• What the task requires
Resize the records from the line containing "cloud, one per instance" through the last line of the records. Write out all of those lines again, requests included, with every coordinate in the answers multiplied by 2.05 and rounded to a whole number, halves up.

• Recorded information
--
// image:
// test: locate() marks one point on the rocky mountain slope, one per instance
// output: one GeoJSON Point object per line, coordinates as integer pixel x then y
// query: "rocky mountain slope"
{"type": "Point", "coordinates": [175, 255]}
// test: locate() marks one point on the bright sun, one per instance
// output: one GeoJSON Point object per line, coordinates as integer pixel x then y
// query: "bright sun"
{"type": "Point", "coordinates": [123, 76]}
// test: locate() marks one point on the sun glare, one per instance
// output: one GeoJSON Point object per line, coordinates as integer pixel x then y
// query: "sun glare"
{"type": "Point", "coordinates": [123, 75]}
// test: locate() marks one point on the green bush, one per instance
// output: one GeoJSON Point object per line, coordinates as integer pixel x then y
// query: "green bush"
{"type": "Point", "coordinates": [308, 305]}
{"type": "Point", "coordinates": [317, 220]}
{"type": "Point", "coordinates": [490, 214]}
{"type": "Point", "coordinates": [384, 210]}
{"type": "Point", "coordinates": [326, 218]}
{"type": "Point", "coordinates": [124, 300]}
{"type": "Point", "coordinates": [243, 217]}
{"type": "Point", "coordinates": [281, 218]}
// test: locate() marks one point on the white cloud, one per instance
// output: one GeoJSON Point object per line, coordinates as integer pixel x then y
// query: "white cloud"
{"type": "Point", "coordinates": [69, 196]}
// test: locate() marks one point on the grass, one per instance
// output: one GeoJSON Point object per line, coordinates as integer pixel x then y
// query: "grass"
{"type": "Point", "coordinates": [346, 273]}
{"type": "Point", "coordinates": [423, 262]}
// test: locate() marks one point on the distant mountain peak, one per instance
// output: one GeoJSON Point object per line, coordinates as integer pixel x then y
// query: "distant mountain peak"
--
• Answer to the task
// test: locate() marks one point on the white cloud, one per instance
// output: one GeoJSON Point object per line, coordinates as integer pixel x then y
// query: "white cloud"
{"type": "Point", "coordinates": [141, 402]}
// test: locate() marks one point on the grass, one per instance
// output: one GeoJSON Point object per line, coordinates as integer pixel x then y
// query: "grass"
{"type": "Point", "coordinates": [709, 560]}
{"type": "Point", "coordinates": [867, 537]}
// test: locate() marks one point on the distant mountain peak, one per instance
// output: one GeoJSON Point object per line, coordinates as integer pixel x then y
// query: "distant mountain peak"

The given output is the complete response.